PROVIDED MATERIAL
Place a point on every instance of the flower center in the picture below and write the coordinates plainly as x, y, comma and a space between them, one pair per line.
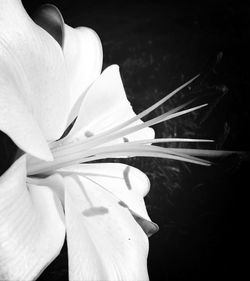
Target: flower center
92, 147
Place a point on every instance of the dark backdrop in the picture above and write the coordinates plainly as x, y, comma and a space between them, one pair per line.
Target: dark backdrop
159, 45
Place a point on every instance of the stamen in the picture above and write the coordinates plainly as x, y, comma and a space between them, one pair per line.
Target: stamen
88, 144
145, 112
124, 149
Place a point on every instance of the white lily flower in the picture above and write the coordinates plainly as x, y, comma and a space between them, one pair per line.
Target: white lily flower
47, 192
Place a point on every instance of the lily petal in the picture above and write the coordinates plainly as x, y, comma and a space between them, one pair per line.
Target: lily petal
32, 230
83, 54
104, 241
128, 184
37, 68
105, 106
19, 123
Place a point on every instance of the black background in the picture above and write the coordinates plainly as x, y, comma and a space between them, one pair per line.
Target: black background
159, 45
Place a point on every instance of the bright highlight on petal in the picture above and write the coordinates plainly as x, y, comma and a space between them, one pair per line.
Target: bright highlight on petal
83, 56
104, 240
105, 106
36, 68
128, 184
32, 230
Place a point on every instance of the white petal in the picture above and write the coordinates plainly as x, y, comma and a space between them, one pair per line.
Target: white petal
35, 64
104, 241
128, 184
105, 106
32, 230
17, 121
83, 54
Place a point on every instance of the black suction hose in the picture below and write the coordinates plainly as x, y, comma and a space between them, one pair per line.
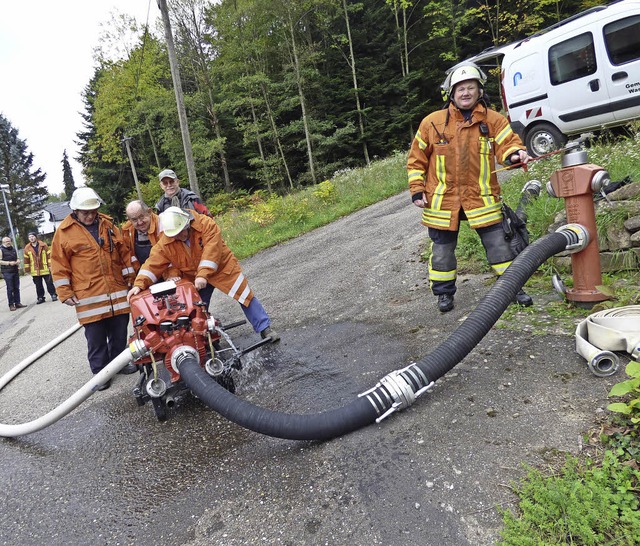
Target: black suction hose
462, 341
395, 391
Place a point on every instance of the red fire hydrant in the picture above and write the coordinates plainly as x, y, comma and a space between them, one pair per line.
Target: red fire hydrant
576, 182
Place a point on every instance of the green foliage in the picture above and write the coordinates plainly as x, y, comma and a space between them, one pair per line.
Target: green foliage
269, 220
325, 192
581, 504
26, 193
631, 390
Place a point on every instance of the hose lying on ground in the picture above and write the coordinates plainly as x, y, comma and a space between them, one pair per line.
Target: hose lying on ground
91, 386
400, 388
616, 329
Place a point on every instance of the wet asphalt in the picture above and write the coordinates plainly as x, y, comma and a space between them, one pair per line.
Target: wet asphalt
351, 302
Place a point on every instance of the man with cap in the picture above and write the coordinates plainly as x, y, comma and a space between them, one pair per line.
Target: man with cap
141, 231
10, 267
37, 258
92, 272
175, 196
191, 247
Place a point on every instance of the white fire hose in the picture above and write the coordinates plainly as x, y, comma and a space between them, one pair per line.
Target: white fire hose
601, 333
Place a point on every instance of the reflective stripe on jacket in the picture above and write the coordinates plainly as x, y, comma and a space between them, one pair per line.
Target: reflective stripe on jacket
451, 161
207, 256
37, 263
97, 276
129, 236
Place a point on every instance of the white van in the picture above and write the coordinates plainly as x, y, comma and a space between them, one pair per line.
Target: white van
578, 75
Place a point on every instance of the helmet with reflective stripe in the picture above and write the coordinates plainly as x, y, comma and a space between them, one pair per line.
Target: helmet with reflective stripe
174, 220
459, 73
85, 198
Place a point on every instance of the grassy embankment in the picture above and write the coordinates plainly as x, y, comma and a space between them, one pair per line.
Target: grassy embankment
588, 500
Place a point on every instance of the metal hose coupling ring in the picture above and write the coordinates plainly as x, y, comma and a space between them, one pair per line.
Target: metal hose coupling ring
400, 388
577, 237
138, 349
181, 354
616, 329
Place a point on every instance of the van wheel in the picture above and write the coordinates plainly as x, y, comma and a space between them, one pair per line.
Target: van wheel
544, 138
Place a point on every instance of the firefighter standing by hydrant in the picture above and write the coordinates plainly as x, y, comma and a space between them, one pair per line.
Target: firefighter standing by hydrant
450, 168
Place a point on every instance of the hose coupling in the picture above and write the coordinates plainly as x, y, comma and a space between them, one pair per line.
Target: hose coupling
604, 364
181, 354
400, 388
138, 349
577, 237
214, 367
156, 388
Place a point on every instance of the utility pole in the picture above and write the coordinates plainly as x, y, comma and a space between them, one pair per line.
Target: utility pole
133, 167
5, 188
177, 87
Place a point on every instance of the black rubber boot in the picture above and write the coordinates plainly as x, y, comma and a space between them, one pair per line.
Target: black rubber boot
445, 302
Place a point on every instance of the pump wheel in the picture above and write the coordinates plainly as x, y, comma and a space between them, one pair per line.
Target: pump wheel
160, 407
544, 138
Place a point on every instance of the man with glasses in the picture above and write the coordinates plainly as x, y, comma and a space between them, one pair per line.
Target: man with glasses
141, 231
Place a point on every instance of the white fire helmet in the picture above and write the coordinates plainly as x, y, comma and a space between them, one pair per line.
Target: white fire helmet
460, 73
174, 220
85, 198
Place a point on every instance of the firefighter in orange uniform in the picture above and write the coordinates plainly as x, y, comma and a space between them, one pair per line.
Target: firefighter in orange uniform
92, 272
450, 168
140, 232
192, 247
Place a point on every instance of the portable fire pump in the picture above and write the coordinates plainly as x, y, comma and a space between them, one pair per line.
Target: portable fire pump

WHAT IS ASKED
Update all of the data above by replacing "coordinates" with "positions" wherever it appears, keeping everything else unchanged. Leave the pictures out of your answer.

THE RESULT
Place a point on every instance of the flower center in the picture below and write the positions plainly as x, y, comma and a space between them, one pair per line.
Target: flower center
92, 147
Place a point on every instance of the dark backdrop in the picture above and write the positions plainly as x, y, comma and a space between them, one pair per line.
Target: dark backdrop
159, 45
Place a point on every instance of the stamen in the picture above and write the positions plainly as x, y, comma and a space between them, one pair per line.
Target: stamen
88, 144
145, 112
124, 149
Place a point on every instance of the white lily flower in the picture above and write the positions plainly as x, y, comma and a space between them, one pair per line.
Target: white lily flower
47, 192
Place a point on every instance of the lily petal in the picture above and write the positions plainly as x, y, comma and a space between them, one pair per line.
Target: lily petal
32, 230
83, 54
104, 241
128, 184
37, 68
105, 106
19, 123
Place a point on every instance of the black background in the picture above and write the positions plainly as x, y, comma and a space between them, one pair per line.
Target: black background
159, 45
Place a point on every instance of the bright highlight on petal in the picture above and write the positions plainly as x, y, comma and a space between them, one pair per line.
Target: bright highlight on petal
83, 56
104, 240
105, 106
36, 68
128, 184
32, 230
Place a point on every instance of the white petal in the picture above and write the positions plainly as x, y, comma and a space between them, one pair per line.
Target: white petal
35, 64
104, 241
128, 184
105, 106
32, 230
17, 121
83, 54
Place a point on every instance of the black suction hose in the picture below and write the positions plainly as x, y, comma and a space between them, one pair per line.
Target: black suction hose
462, 341
395, 391
Place a point on every instance of the red fire hydrant in the picture above and write the positions plainly as x, y, comma and a space between them, one pair per line.
Target: red fire hydrant
576, 182
Place a point on every instance of the green foliage in the picture above and write the positions plainly as x, y, comma and a space between them, one pair per line.
Target: green foliage
269, 220
325, 192
581, 504
26, 193
631, 390
Place a point on every instance of the hose lying on ground in the picture above and write the positions plainly as x, y, comma and a space between them, one pair per line.
Target: hose lying on ground
91, 386
400, 388
616, 329
Place a point on every instance of the wet asphalt in the picture above and write the positions plainly as x, y, comma and a space between them, one pair per line.
Target: wet asphalt
351, 302
Place a point on every instance of the man with cap in the picture above and write the positions plainly as x, y, comma and a space between them, one pair per line.
Target: man with cap
141, 231
10, 267
37, 258
92, 272
175, 196
191, 247
Place a point on every instance of the white fire hose in the picture above and write the positions plainly as x, y, comma and a space between them, one pair per line.
Target: white fire hose
601, 333
Place a point on every instance of the reflective stripe on jacket in the picture above and write the positions plainly as x, y, comma and a space between them, one pair per line.
Target: reflective stripe on jacket
451, 161
207, 256
37, 263
97, 276
129, 236
Place a point on every instance of the white van in the picture above and write the positions plainly as x, y, comma and a space between them, one pair per line.
Target: white van
578, 75
Place a point on every instance of the helmet with reflective stripe in the picture above and write the positions plainly as x, y, comma and a space between them, one pair per line.
Target: helmet with reflective stripe
174, 220
459, 73
85, 198
Place a point on every instance of the grassy embankment in the picture above and write the positions plainly as x, y, comma and a space between them, one pair per line.
Target: grassy embankment
588, 500
Place a point on every instance of the metal hose coupling ring in the picture above and write the positions plainly as x, y, comma and a space between them, one pair per line.
Target: metal hose coupling ring
400, 388
577, 237
138, 349
181, 354
616, 329
Place a point on every instance of the van wheel in the picture above and write the positions plainly as x, y, comma and a space between them, one pair per line.
Target: van wheel
544, 138
Place a point on every instance of the firefighter standing by hydrant in the picture above and write the positions plainly as x, y, comma and a space between them, one pair per line.
Target: firefighter standing by hydrant
450, 168
Place a point on every instance of the hose coupling in the picture above and write the positions plainly as x, y, comma and a space between them, one pair per line.
Target: hose coupling
604, 364
181, 354
400, 388
138, 349
577, 237
214, 367
156, 388
Place a point on every instance of the utility pole in the picture above and write the positions plainly as x, y, comma and a space between them, one pair per line.
Target: utility pole
133, 167
5, 188
177, 87
Place a point on every instance of the black rubber boot in the picture above and write the positions plainly as x, y, comma and a space between them, one pair per line.
Target: black rubber boot
445, 302
Place a point on every instance of the pump wheel in the picture above and write the positions plainly as x, y, comma and a space between them, one pair per line.
Target: pump wheel
160, 407
544, 138
Place a point on every instance of the man with glasses in the picture above and write the positions plainly as x, y, comma and a space between them, one pair per line.
Target: man with glasses
141, 231
Place a point on every instance of the white fire helmet in the picture above and write the positions plainly as x, y, comma and a space between them, one pair per line.
Target: white fire helmet
460, 73
174, 220
85, 198
Place a point on every instance of the firefighter in orange uniform in the picture above and write the positions plainly as x, y, comma and a space between them, one pair per line.
Target: firefighter in orange uniform
92, 272
450, 168
140, 232
192, 247
Place a point on every instance of the portable fire pump in the picture above and write the positions plainly as x, y, comma and a space between them, one pair per line.
Target: portable fire pump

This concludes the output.